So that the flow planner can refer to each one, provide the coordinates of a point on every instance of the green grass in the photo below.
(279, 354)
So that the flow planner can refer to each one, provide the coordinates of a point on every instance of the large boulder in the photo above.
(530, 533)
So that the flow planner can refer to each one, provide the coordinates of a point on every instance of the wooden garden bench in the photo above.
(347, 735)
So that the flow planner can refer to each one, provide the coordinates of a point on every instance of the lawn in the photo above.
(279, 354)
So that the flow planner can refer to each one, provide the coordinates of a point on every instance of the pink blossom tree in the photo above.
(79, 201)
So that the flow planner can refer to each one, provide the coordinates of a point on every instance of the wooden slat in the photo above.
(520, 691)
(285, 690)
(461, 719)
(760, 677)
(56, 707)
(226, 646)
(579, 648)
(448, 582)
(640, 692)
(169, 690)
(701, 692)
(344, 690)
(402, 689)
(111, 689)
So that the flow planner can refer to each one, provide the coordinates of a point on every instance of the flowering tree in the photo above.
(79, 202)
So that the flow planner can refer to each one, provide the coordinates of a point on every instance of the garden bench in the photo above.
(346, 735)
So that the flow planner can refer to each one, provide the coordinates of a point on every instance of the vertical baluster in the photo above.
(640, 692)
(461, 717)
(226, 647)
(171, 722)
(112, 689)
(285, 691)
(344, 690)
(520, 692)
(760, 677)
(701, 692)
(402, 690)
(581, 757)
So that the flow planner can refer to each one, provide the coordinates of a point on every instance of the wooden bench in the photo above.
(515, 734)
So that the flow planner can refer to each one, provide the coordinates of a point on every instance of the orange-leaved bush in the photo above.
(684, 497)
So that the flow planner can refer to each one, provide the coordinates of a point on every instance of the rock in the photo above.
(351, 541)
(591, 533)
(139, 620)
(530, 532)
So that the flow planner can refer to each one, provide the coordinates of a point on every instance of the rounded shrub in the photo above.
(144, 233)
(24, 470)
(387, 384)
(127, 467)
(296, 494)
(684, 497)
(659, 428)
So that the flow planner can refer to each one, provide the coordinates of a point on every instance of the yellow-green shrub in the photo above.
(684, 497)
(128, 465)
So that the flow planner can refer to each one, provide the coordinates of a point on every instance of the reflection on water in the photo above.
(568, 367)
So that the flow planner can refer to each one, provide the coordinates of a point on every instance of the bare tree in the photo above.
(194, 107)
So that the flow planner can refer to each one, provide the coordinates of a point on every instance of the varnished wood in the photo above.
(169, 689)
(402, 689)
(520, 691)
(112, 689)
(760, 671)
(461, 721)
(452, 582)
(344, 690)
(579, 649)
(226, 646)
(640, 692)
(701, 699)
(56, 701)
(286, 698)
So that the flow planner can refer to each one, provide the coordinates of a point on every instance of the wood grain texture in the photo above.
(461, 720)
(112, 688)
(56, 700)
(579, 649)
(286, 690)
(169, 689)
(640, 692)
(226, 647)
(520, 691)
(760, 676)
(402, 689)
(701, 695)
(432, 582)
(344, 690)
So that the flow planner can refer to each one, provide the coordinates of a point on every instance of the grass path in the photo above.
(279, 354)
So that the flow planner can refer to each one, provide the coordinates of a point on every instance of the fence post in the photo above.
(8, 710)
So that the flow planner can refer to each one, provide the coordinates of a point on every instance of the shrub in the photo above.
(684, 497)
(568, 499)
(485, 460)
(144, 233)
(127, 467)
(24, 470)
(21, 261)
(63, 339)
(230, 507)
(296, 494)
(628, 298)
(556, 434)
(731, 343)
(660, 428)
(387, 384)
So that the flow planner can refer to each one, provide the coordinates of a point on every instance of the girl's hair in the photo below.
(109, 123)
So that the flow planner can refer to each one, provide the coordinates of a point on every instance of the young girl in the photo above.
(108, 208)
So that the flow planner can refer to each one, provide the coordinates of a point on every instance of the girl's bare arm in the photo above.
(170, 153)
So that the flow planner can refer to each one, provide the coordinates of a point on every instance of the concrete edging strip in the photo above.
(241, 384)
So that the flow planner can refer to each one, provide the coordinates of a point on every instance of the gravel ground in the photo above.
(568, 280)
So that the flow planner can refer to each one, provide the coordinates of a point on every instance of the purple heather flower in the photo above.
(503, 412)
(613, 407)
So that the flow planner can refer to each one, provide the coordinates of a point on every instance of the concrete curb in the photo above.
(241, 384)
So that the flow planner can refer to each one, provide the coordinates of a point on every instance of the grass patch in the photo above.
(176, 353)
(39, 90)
—————
• _WHAT IS ASKED_
Output the records exactly, including every line.

• _TASK RESULT_
So that the flow planner can refer to each one, provide the coordinates of a point on every instance of the green grass in the photo below.
(279, 354)
So that the flow planner can refer to each one, provide the coordinates of a point on every instance of the large boulder in the photo above.
(530, 533)
So that the flow planner can refer to each one, provide the coordinates of a point on every instance of the wooden garden bench in the photo above.
(347, 735)
So that the flow planner can refer to each one, provide the coordinates of a point on every instance of the lawn in the photo above.
(279, 354)
So that the flow planner can refer to each one, provide the coordinates of a point on every instance of the pink blossom tree in the photo above.
(79, 201)
So that the flow planner can refer to each one, provide the coordinates of a point on every instance of the wooden slat in the photo above.
(520, 691)
(285, 690)
(461, 719)
(760, 677)
(56, 707)
(226, 646)
(579, 648)
(448, 582)
(640, 692)
(169, 690)
(701, 692)
(344, 690)
(402, 689)
(111, 689)
So that the flow planner can refer to each one, provide the coordinates of a point on every instance of the flowering tree in the photo above.
(79, 202)
So that the flow planner can refer to each one, provide the coordinates of a point on every instance of the garden bench in the photo above.
(346, 735)
So that the flow planner can refer to each one, provide the coordinates of a point on every instance of the vertical baluster in the photo above.
(640, 692)
(461, 717)
(226, 647)
(171, 722)
(112, 689)
(285, 691)
(344, 690)
(520, 692)
(760, 677)
(701, 692)
(402, 690)
(581, 757)
So that the flow planner can refer to each one, provide the coordinates of a point on every instance of the wooden bench in the photo above.
(515, 734)
So that the flow planner can refer to each one, provide the coordinates of a point on every instance of the orange-leaved bush in the photo above.
(684, 497)
So that the flow planner can refer to each one, provide the coordinates of a point on every instance of the rock in the photo above.
(351, 541)
(591, 533)
(139, 620)
(530, 532)
So that the flow planner can refer to each one, provide the coordinates of a point on every instance of the rounded shrub in the photo above.
(144, 233)
(24, 470)
(387, 384)
(127, 467)
(296, 494)
(684, 497)
(659, 428)
So that the flow planner can refer to each one, provide the coordinates of a point on every instance of the yellow-green shrub in the photo above.
(684, 497)
(128, 465)
So that the flow planner can refer to each one, provide the coordinates of a point on every instance of the reflection on water in the photo above.
(568, 367)
So that the flow planner can refer to each one, provide the coordinates of a point on every instance of the bare tree in the photo above.
(194, 107)
So that the flow planner can refer to each one, provide the coordinates of a point on every instance of the varnished wood in the photo above.
(169, 689)
(402, 689)
(520, 691)
(112, 689)
(760, 671)
(461, 721)
(452, 582)
(344, 690)
(579, 649)
(226, 646)
(640, 692)
(701, 699)
(56, 701)
(286, 698)
So that the flow planner can refer to each one, provide the coordinates of a point on every instance of the wood grain texture in the photo above.
(461, 720)
(112, 688)
(56, 700)
(579, 649)
(286, 690)
(169, 689)
(640, 692)
(226, 647)
(520, 691)
(760, 676)
(402, 689)
(701, 695)
(432, 582)
(344, 690)
So that the flow planner can refer to each one, provide the coordinates of a point on every instance of the grass path in the photo above.
(279, 354)
So that the flow planner can refer to each one, provide the coordinates of a point on every instance of the fence post in the photo above.
(8, 710)
So that the flow planner can refer to each one, provide the coordinates of a point on every instance of the shrub in the photo above.
(684, 497)
(568, 499)
(485, 460)
(144, 233)
(127, 467)
(24, 470)
(21, 261)
(63, 339)
(230, 507)
(296, 494)
(628, 298)
(556, 434)
(731, 343)
(660, 428)
(387, 384)
So that the flow planner can refer to each one, provide the coordinates of a point on every instance of the girl's hair in the photo below.
(109, 123)
So that the flow planner can refer to each one, provide the coordinates of a point on every instance of the young girl in the photo above.
(108, 208)
So that the flow planner can refer to each one, provide the coordinates of a point on every instance of the girl's bare arm in the photo above.
(170, 153)
So that the flow planner can refer to each one, provide the coordinates of a point on every instance of the concrete edging strip in the photo above.
(241, 384)
So that the flow planner can refer to each one, provide the coordinates of a point on every instance of the gravel ground in the photo above.
(568, 280)
So that the flow planner can refer to each one, provide the coordinates of a point on every instance of the purple heather flower in the photo above.
(503, 412)
(613, 407)
So that the flow planner can refer to each one, provide the coordinates of a point on every instance of the concrete curb in the photo above.
(241, 384)
So that the flow planner can refer to each one, provide the coordinates of a point on every instance of the grass patch in the photo above.
(176, 353)
(39, 90)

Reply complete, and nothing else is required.